EXTRACT —
+ + + + +

The influence of the camera motion compensation stage is presented in Table 2. Motion compensation has been computed for two cases: \(s=1\) and \(s=3\). On the UCF-11 dataset which contains video sequences with camera motion, the gain for the FCD is 10.55 % with \(s=1\) and 8.83 % with \(s=3\). This result shows the importance of camera motion compensation in the trajectory estimation stage. The increased performance of the method when using compensation before computing HOG and HOF descriptor shows that the estimated optical flow of the video sequence is more reliable. Critical points related to movements are better located and the information encoded by HOF descriptor is less disturbed and more relevant. With the best setting, the global gain with camera motion compensation is 2.1 % for the UCF-11 dataset. We reach a recognition rate of 89.99 %, one of the best in the literature for this dataset (Table 4).
4.3.3 Comparison with the state of the art
For the different datasets used, the approach proposed is compared with other methods of the literature in Tables 4 and 5. Table 3 shows the number of features per frame generated by our method on the UCF-50 dataset compared to method of [50] and [37]. It gives an indication of the number of features to generate to achieve a given recognition rate.
Shi et al. [37] propose a random selection of 10k features from a dense sampling strategy. Wang et al. [50] have one of the best recognition rates in the literature but generate a very high number of features. Moreover, it uses 8 spatial scales of trajectories and 30 channels of bag of features. 15 % of the execution time in this method is dedicated to data storage. Murthy et al. [26] compare the number of features per frame generated by the proposed method to the one of [50] after the step of ordered trajectories. When using one channel and trajectories of 15 frames, it uses 1.85 time less trajectories (11,657 versus 21,647 features). Referring to the features per frame rate of [50], it would give an average of 124.32 for [26] on the UCF-50 dataset with a recognition rate of 87.3%. For the UCF-50 dataset, our method uses 1200 critical points per scale and per channel, which gives a total of 10,800 points per video sequence and a features/frame of 70.6. The slight improvement obtained by the best methods compared to our approach (see Tables 4 and 5) has to be put into perspective with the significant increased complexity.

+ + + + +

MATERIAL SUPPLIED —
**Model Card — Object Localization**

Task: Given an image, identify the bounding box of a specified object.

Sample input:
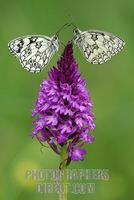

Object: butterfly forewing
[8,35,59,73]
[74,29,125,64]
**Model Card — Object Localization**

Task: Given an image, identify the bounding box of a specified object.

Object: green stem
[59,144,67,200]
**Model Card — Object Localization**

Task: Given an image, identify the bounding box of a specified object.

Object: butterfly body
[74,28,125,64]
[8,35,59,73]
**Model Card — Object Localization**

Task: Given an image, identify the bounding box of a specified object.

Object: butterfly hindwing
[74,29,125,64]
[9,36,59,73]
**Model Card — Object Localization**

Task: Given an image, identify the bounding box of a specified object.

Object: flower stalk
[59,144,68,200]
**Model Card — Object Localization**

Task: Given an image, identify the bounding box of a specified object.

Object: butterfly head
[52,34,59,50]
[73,28,81,42]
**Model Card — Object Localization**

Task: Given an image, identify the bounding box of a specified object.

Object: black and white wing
[8,35,59,73]
[74,29,125,64]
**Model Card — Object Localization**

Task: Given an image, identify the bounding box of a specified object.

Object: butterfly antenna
[56,23,71,35]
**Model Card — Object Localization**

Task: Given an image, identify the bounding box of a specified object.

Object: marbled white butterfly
[74,27,125,64]
[8,23,68,73]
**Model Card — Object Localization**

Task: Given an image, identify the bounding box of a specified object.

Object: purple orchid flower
[32,42,95,161]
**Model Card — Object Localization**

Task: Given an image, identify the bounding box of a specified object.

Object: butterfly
[73,27,125,64]
[8,23,68,73]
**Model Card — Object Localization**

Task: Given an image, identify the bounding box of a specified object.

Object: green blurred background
[0,0,134,200]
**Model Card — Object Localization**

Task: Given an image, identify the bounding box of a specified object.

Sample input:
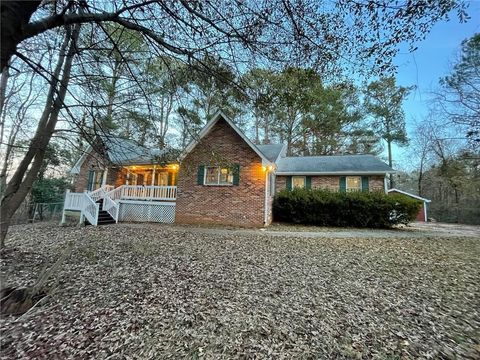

+ + + + +

Name every table that the excerpt on camera motion compensation points to, giving each one once.

Table 2, Table 3, Table 4, Table 5